→ **ACCIÓN REQUERIDA A**
Cita el texto sobre el Perú empezando por "Es evidente que" y siguiendo hasta "consensuar y transformar.".
→ **ACCIÓN REQUERIDA B**
Responde estas preguntas según el texto sobre el Perú:
(i) ¿Cuántos expresidentes tiene el Perú encarcelados o procesados?
(ii) ¿Con qué dos lugares negocia acuerdos el Perú?
(iii) ¿A qué porcentaje subió la pobreza monetaria en 2022?

═══ TEXTO FUENTE

Soy un convencido que la gravedad de una crisis no solo se mide por la fuerza de su impacto, sino por la capacidad de resistencia, mitigación y resiliencia del sistema que la soporta. También creo que este principio explica por qué, tras una crisis sanitaria y otra económica que todos vivimos por igual, algunos países se han repuesto y están creciendo, mientras que otros se han estancado o descienden inexorablemente.
El Perú, por ejemplo, un país que vive en crisis política desde hace 40 años, que tiene encarcelados o procesados a cinco expresidentes y que aún enfrenta niveles de convulsión social, se ha recuperado de la pandemia del COVID 19 y sortea con eficiencia los efectos del colapso financiero mundial. Esta nación de 34 millones de habitantes y dotada de recursos naturales como la nuestra, en sus años de crecimiento sostenido logró acumular Reservas Internacionales Netas de 74.000 millones de dólares, tiene un déficit fiscal cercano al 1.6%; su deuda pública es menor al 34% del PIB, y en 2022 recibió un monto de inversión extranjera directa de 30.000 millones de dólares.
De hecho, en medio de su peor crisis social y golpeado por desastres climáticos, ha ratificado el Tratado de Libre Comercio Alianza Pacífico, negocia acuerdos con Singapur y Hong Kong y aumentó su inversión privada en 37%.
Es evidente que la pandemia y la crisis económica afectaron duramente al Perú. En 2022, la pobreza monetaria subió al 27% y la pobreza extrema al 5%, la inflación superó el 8%, la informalidad laboral es mayor al 68% y hay preocupantes niveles de desigualdad que afectan más a mujeres, jóvenes e indígenas. Sus problemas y desafíos son enormes, pero no dependen de factores externos e incontrolables, sino de la capacidad y la voluntad que tengan sus gobernantes y sus lideres para dialogar, consensuar y transformar.

══════
═══ EXTRACTO DE DATOS

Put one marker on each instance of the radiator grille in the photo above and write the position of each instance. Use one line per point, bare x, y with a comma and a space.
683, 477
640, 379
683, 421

══════

→ **RESPUESTA ESCRITA A**
Es evidente que la pandemia y la crisis económica afectaron duramente al Perú. En 2022, la pobreza monetaria subió al 27% y la pobreza extrema al 5%, la inflación superó el 8%, la informalidad laboral es mayor al 68% y hay preocupantes niveles de desigualdad que afectan más a mujeres, jóvenes e indígenas. Sus problemas y desafíos son enormes, pero no dependen de factores externos e incontrolables, sino de la capacidad y la voluntad que tengan sus gobernantes y sus lideres para dialogar, consensuar y transformar.

→ **RESPUESTA ESCRITA B**
(i) Cinco.
(ii) Con Singapur y Hong Kong.
(iii) Al 27%.